[Do this]: Put every line of the rows below into a numbered list, skipping any blank lines.

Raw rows
__________

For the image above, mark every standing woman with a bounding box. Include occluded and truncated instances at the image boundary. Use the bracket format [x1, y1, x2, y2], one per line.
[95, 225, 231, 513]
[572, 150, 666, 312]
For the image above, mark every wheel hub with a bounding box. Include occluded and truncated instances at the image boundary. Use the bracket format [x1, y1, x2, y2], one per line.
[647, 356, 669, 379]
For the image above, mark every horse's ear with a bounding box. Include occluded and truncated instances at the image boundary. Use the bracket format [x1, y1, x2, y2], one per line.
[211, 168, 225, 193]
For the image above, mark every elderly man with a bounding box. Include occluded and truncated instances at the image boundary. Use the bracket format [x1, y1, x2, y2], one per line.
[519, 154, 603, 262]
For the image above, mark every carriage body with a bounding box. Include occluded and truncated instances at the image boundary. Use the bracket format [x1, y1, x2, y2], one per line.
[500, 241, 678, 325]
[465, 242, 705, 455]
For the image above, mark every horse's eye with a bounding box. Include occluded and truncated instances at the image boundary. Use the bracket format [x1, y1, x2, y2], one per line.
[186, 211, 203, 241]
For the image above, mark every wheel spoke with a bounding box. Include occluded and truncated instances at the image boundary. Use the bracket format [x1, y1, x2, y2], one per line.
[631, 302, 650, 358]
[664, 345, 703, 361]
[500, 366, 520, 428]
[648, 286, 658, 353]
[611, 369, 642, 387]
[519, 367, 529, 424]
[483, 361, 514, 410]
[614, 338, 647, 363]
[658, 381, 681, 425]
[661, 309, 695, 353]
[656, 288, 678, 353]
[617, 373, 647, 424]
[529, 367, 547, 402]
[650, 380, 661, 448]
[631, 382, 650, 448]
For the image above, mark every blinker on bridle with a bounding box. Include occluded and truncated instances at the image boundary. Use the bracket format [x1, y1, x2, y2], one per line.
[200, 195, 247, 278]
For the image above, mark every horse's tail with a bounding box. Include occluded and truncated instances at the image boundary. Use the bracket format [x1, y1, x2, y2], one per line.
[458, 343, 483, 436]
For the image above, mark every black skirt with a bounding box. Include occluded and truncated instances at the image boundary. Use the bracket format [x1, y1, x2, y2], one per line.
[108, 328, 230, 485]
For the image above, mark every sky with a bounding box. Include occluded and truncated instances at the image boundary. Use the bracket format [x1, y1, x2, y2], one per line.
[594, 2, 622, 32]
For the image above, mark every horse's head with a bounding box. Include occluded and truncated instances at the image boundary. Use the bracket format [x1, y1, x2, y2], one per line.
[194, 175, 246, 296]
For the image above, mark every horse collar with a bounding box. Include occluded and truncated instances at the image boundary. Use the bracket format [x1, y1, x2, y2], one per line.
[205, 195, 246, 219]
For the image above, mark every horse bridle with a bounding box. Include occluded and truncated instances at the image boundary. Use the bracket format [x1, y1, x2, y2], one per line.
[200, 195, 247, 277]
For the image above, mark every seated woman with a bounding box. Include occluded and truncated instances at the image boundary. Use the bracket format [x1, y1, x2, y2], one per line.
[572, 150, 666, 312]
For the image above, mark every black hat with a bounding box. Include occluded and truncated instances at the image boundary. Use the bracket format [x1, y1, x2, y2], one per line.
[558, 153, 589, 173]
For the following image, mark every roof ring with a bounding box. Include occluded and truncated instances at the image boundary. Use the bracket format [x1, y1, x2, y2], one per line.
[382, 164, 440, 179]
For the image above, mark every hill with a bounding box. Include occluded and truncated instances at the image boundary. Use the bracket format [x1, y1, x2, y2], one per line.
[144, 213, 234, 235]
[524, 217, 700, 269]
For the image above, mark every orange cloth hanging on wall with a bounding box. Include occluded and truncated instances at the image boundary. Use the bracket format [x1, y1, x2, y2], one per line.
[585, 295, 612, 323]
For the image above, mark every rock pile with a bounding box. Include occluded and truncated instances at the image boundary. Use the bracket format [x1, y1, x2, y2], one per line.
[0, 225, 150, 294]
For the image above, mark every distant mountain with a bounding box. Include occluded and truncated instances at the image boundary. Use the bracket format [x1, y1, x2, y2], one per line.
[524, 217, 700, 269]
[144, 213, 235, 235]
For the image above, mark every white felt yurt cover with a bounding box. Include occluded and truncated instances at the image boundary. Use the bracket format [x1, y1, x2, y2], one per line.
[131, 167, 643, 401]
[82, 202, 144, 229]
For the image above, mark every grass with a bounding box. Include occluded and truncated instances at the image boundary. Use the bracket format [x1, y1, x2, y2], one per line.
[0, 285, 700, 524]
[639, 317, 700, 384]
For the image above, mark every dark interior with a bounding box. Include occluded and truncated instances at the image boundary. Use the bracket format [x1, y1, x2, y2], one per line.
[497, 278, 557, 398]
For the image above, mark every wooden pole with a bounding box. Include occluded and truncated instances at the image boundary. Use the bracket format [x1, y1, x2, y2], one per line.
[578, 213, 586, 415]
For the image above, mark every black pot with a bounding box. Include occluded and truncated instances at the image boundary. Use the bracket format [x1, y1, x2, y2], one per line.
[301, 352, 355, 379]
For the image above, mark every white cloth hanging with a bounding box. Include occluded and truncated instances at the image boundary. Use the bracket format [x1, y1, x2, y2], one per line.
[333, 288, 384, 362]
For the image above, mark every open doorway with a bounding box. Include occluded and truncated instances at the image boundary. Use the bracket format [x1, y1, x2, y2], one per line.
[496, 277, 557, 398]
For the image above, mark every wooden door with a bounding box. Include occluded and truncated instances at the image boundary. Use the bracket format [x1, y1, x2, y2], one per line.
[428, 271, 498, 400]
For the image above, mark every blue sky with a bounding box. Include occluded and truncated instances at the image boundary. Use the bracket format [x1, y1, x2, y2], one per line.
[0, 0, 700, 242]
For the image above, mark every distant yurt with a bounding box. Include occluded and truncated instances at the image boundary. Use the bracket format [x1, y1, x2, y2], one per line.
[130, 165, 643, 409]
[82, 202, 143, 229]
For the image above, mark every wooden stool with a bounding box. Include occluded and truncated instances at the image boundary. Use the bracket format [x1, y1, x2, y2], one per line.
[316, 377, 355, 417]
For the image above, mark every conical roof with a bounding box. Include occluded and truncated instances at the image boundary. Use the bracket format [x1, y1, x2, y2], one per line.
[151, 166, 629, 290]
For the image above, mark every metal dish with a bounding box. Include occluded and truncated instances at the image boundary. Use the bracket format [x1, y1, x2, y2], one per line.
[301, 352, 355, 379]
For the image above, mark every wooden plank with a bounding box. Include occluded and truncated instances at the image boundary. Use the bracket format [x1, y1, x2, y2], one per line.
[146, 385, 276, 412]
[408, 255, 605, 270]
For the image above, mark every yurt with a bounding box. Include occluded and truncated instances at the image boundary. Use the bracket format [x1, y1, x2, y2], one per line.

__________

[Written reply]:
1. For the image above, mark every standing woman with a bounding box. Include occluded and truncated instances at the image boundary. Use the bracket format [x1, y1, x2, y2], one per line.
2. [95, 225, 231, 513]
3. [572, 150, 666, 312]
4. For the image above, mark every wheel hub with a bounding box. Include occluded and truncated instances at the image boundary. Use the bracket format [x1, y1, x2, y2], one per line.
5. [647, 356, 669, 379]
6. For the image above, mark every horse's ear with a bounding box. Include occluded and truncated instances at the image boundary. Use the bracket format [x1, y1, x2, y2], one per line.
7. [211, 168, 225, 193]
8. For the image above, mark every elderly man with a bounding box. Include occluded and truncated instances at the image boundary. Use the bracket format [x1, y1, x2, y2], one per line.
9. [519, 154, 603, 262]
10. For the image above, mark every carriage body with a bounding box. Include occluded and truncated instances at the image boundary. Use the bracket format [x1, y1, x2, y2], one per line.
11. [500, 241, 678, 325]
12. [465, 242, 705, 455]
13. For the image above, mark every horse's eye with a bounding box. Include occluded and truncated instances at the image boundary. Use the bracket format [x1, y1, x2, y2], one per line.
14. [186, 211, 203, 241]
15. For the image above, mark every wheel spoke with a bounding box. Include occluded and truncated instances at the image boundary. Use the bracket format [x1, y1, x2, y2], one per line.
16. [631, 302, 650, 358]
17. [664, 345, 703, 361]
18. [500, 366, 520, 428]
19. [648, 286, 658, 353]
20. [611, 369, 642, 387]
21. [519, 367, 529, 424]
22. [483, 361, 514, 410]
23. [614, 338, 647, 363]
24. [658, 381, 681, 425]
25. [661, 309, 695, 353]
26. [656, 288, 678, 353]
27. [617, 373, 647, 424]
28. [529, 367, 547, 402]
29. [650, 380, 661, 448]
30. [631, 382, 650, 448]
31. For the image above, mark every blinker on bridle with a bounding box. Include occluded and truncated instances at the image boundary. Use the bracket format [x1, y1, x2, y2], one per line.
32. [200, 195, 247, 278]
33. For the image above, mark every horse's tail with a bounding box. Include occluded and truncated instances at the image boundary. Use the bracket format [x1, y1, x2, y2], one per line.
34. [458, 343, 483, 436]
35. For the image above, mark every black skirt with a bounding box. Include occluded and truncated instances at the image boundary. Use the bracket format [x1, y1, x2, y2], one per line.
36. [108, 328, 230, 485]
37. For the image above, mark every sky with a bounding box. Include occluded and truncated instances at the image boundary. Use the bracket format [x1, y1, x2, y2], one per line.
38. [594, 2, 622, 32]
39. For the image above, mark every horse's head with a bounding box. Include occluded and truncated instances at the image boundary. Use the bracket format [x1, y1, x2, y2], one per line.
40. [194, 175, 246, 296]
41. For the image above, mark every horse collar with a bounding box. Include occluded and truncated instances at the image boundary. Use the bracket format [x1, y1, x2, y2], one per line.
42. [205, 195, 246, 219]
43. For the image above, mark every horse bridle with a bounding box. Include occluded and truncated instances at the image boundary. Use the bracket format [x1, y1, x2, y2], one per line.
44. [200, 195, 247, 277]
45. For the image above, mark every seated woman with a bounding box. Include occluded and truncated instances at the image boundary. Use the bracket format [x1, y1, x2, y2], one per line.
46. [572, 150, 666, 312]
47. For the image above, mark every black hat with a bounding box. Include occluded and truncated instances at the image boundary. Use the bracket format [x1, y1, x2, y2], one per line.
48. [558, 153, 589, 173]
49. For the following image, mark every roof ring with a bounding box. Include occluded and truncated instances at the image boundary. Use the bracket format [x1, y1, x2, y2], one per line.
50. [382, 164, 440, 179]
51. For the image above, mark every hill with a bounding box. Include occluded and truncated instances at the image boundary. Use the bracket format [x1, y1, x2, y2], one per line.
52. [144, 213, 234, 235]
53. [524, 217, 700, 269]
54. For the image above, mark every orange cloth hanging on wall with a bounding box. Include occluded and truncated instances at the image boundary. Use the bracket format [x1, y1, x2, y2], one per line.
55. [585, 295, 612, 323]
56. For the image above, mark every rock pile with a bounding box. Include occluded and truncated instances at the image boundary. Use the bracket format [x1, y1, x2, y2], one per line.
57. [0, 225, 150, 294]
58. For the image above, mark every distant mountain with a bounding box. Include occluded and truncated instances at the image boundary. Use the bracket format [x1, y1, x2, y2], one per line.
59. [524, 217, 700, 269]
60. [144, 213, 235, 235]
61. For the image above, mark every white felt yurt cover with a bounding box. Include occluded and truncated instances at the image boundary. Use the bracket format [x1, y1, x2, y2], one per line.
62. [131, 167, 643, 401]
63. [82, 202, 144, 229]
64. For the image above, mark every grass with a bounding box. Include occluded and truncated instances at the image boundary. Use the bracket format [x1, y1, x2, y2], one per line.
65. [0, 285, 700, 524]
66. [639, 317, 700, 384]
67. For the image above, mark every dark interior with a bounding box. Include occluded and truncated instances at the image boundary. Use the bracket format [x1, y1, x2, y2], one per line.
68. [497, 278, 557, 398]
69. For the image above, mark every wooden pole with a bounding box. Include occluded and truncated instances at the image boundary. Use the bracket format [x1, y1, x2, y2], one per line.
70. [578, 213, 586, 415]
71. For the image above, mark every black pot with a bounding box. Include occluded and truncated instances at the image boundary. Use the bracket format [x1, y1, x2, y2], one per line.
72. [301, 352, 355, 379]
73. For the image above, mark every white cloth hanging with a bounding box. Include occluded and truncated instances at the image boundary. Use the bracket format [x1, y1, x2, y2], one per line.
74. [333, 288, 384, 362]
75. For the image above, mark every open doorway with a bounding box. Include occluded and truncated instances at the image boundary. Use the bracket format [x1, y1, x2, y2], one per line.
76. [496, 277, 557, 398]
77. For the image above, mark every wooden door with a bounding box. Include occluded and truncated instances at the image boundary. Use the bracket format [x1, y1, x2, y2], one per line.
78. [428, 271, 498, 400]
79. For the image above, mark every blue sky with a bounding box. Include occluded and truncated instances at the image boundary. Use the bracket format [x1, y1, x2, y2], one per line.
80. [0, 0, 700, 242]
81. For the image above, mark every distant yurt with a bounding box. Include occluded and truncated instances at the image boundary. Use the bracket format [x1, y1, x2, y2], one per line.
82. [130, 165, 643, 409]
83. [82, 202, 143, 229]
84. For the image above, mark every wooden stool with a bounding box. Include occluded and truncated instances at the image boundary. Use the bracket format [x1, y1, x2, y2], one per line.
85. [316, 377, 355, 417]
86. For the image above, mark every conical roof with a bounding box. Include occluded and truncated instances at the image boundary. Use the bracket format [x1, y1, x2, y2], one per line.
87. [151, 166, 629, 290]
88. For the image above, mark every metal dish with a bounding box. Include occluded and truncated instances at the image boundary. Use the bracket format [x1, y1, x2, y2], one per line.
89. [301, 352, 355, 379]
90. For the image above, mark every wooden plank with a bounding box. Include occluded and truncated instances at the image boundary. Use the bracket format [x1, y1, x2, y2], one per line.
91. [146, 385, 276, 412]
92. [408, 255, 605, 270]
93. For the image above, mark every yurt with a bounding box. Include occluded and truncated instances at the image boundary. Use the bracket format [x1, y1, x2, y2], one per line.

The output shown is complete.